→ AIM OF THE EXERCISE: Lay out these lines as a numbered list, leaving out any blank lines.

→ ITEMS:
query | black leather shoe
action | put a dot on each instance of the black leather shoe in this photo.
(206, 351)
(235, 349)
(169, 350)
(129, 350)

→ SOLVED PROBLEM:
1. query | black leather shoe
2. action | put a dot on each instance of the black leather shoe in this photo.
3. (206, 351)
4. (235, 349)
5. (169, 350)
6. (129, 350)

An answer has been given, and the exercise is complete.